▸ To do: Copy every one of the rows below character for character, keeping each line break where it falls.

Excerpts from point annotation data
•••••

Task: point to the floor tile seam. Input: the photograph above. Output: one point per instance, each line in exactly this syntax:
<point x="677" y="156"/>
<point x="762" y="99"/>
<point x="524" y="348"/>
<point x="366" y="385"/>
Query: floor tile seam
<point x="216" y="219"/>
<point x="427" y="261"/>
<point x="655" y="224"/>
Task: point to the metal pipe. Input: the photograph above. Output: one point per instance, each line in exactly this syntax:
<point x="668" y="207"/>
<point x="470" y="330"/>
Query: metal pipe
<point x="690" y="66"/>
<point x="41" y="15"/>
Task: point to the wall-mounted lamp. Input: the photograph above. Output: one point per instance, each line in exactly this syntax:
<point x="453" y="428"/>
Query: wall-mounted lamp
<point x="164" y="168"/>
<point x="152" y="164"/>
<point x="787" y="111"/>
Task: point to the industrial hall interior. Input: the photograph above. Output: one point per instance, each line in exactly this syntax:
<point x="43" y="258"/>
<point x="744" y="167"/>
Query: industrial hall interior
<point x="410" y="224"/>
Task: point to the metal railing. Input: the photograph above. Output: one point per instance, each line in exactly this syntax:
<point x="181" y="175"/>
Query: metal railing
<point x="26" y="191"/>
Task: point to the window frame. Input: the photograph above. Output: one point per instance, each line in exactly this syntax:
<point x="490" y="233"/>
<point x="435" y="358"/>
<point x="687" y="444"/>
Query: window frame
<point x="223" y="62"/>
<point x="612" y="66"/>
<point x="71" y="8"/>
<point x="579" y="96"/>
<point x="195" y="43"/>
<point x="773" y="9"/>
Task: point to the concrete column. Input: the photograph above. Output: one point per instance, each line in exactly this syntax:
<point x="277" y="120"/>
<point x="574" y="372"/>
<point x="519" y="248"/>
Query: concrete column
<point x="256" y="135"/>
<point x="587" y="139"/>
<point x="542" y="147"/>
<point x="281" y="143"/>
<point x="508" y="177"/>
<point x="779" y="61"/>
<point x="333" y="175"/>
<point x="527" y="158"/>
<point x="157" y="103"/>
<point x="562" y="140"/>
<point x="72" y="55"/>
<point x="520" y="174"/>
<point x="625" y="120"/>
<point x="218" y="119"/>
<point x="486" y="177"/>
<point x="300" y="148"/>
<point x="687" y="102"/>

•••••

▸ Result below:
Task: point to the floor tile seam. Input: the photograph above. Output: one point per instance, each line in exactly this syntax:
<point x="677" y="156"/>
<point x="762" y="99"/>
<point x="524" y="348"/>
<point x="366" y="385"/>
Query: floor tile seam
<point x="216" y="219"/>
<point x="427" y="261"/>
<point x="655" y="224"/>
Task: point to the metal pipe. Input: the photograph above. Output: one point per instance, each line in exactly this syntax:
<point x="668" y="207"/>
<point x="470" y="330"/>
Query: metal pipe
<point x="690" y="66"/>
<point x="41" y="15"/>
Task: point to the wall-mounted lamp. Input: the photograph above. Output: one point per instance, each line in exactly this syntax:
<point x="453" y="428"/>
Query: wall-mounted lamp
<point x="164" y="168"/>
<point x="152" y="164"/>
<point x="787" y="111"/>
Task: point to the industrial hall interior. Input: the photograph above. Output: one point per instance, each line in exactly this syntax:
<point x="43" y="258"/>
<point x="744" y="167"/>
Query: industrial hall interior
<point x="410" y="224"/>
Task: point to the metal railing. Input: the photograph above. Output: one point per instance, each line in exactly this syntax:
<point x="181" y="175"/>
Query: metal railing
<point x="26" y="191"/>
Task: point to the window frame. Input: the photograph above. Output: one point per instance, each line in exactly this syntax:
<point x="490" y="233"/>
<point x="435" y="358"/>
<point x="687" y="444"/>
Query: window frame
<point x="223" y="62"/>
<point x="612" y="66"/>
<point x="71" y="8"/>
<point x="579" y="96"/>
<point x="195" y="43"/>
<point x="773" y="9"/>
Task: point to the concrete column. Input: the photograph above. Output: one point per instance, each line in exactly this syntax:
<point x="277" y="120"/>
<point x="574" y="372"/>
<point x="519" y="248"/>
Query: concrete column
<point x="256" y="135"/>
<point x="587" y="139"/>
<point x="542" y="147"/>
<point x="281" y="143"/>
<point x="508" y="177"/>
<point x="779" y="61"/>
<point x="333" y="175"/>
<point x="527" y="158"/>
<point x="157" y="103"/>
<point x="562" y="140"/>
<point x="72" y="55"/>
<point x="520" y="174"/>
<point x="625" y="120"/>
<point x="218" y="119"/>
<point x="486" y="177"/>
<point x="300" y="148"/>
<point x="687" y="102"/>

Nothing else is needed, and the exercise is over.